::: Excerpt to read :::
By Bob Sutton
Special to The Alamance News
Bradley Capps has stayed in a delivery role for Southern Alamance’s football team even with a position change.
Instead of giving the ball to teammates, he’s jarring the ball loose from opponents in the form of delivering hits in the secondary.
Capps had been a quarterback for the Patriots, but he wanted something new for his senior season.
“I don’t really like to say this, but I didn’t feel like handing the ball off anymore. That’s the main reason why I kind of switched up,” Capps says. “The main thing is I just like hitting. That’s one of the main things I like to do instead of handing the ball off and all that. I felt like it’s more fun to actually hit people than to do all that.”
In Southern’s run-oriented offense, Capps was called upon to make hand-offs on most every play. He moved to safety, and that sure paid off Friday night when his game-ending hit in the end zone knocked the ball away from a Jacksonville receiver as the Patriots held on for a 25-19 overtime victory.
::: Given information :::
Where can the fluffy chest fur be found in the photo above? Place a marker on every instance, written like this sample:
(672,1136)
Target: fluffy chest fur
:::
What to work on
[a] In the article about Bradley Capps, translate this sentence into Spanish: "Capps had been a quarterback for the Patriots, but he wanted something new for his senior season."
[b] According to the article about Bradley Capps, why did he move from quarterback to safety? Explain in one to three sentences.
[c] Write the next part of the article about Bradley Capps, picking up after its last sentence.

Outputs for the tasks
[a] Capps había sido mariscal de campo de los Patriots, pero quería algo nuevo para su temporada de último año.

[b] Capps says he no longer felt like handing the ball off, which he had to do on almost every play in Southern's run-oriented offense. He also says he likes hitting and finds it more fun to hit people than to hand the ball off.

[c]
That sequence led to Capps’ celebratory dash toward midfield with joyous teammates in pursuit.
“I was worried I wasn’t going to get there in time and (Jacksonville’s Ra-shawn Echols) was going to make the play,” Capps recalls. “I saw the ball on the ground. I got up and it was just a hype moment for me. That’s a one-time thing for me. Everyone chasing me after a big play to keep our season going is pretty cool.”
He said he never was part of a reaction quite like that after a touchdown for the Southern offense.
Then it became calm for Capps as many other Southern fans rehashed the playoff outcome.
“I wasn’t here for the weekend,” he sys. “I was at a Young Life camp, so I didn’t have my phone.”
It has been quite a transformation for Capps, who approached former coach Fritz Hessenthaler after last season about making a position switch.
“He said he thinks it’s a good idea, and it turned out to be a pretty good idea, I guess,” Capps recalls.
His teammates agree.
“He likes to hit and so I guess he didn’t like to just hand off the ball constantly, so he said he was going to switch,” linebacker Kaleb Franklin says. “He went to safety and has been a big help. I knew he would be good.”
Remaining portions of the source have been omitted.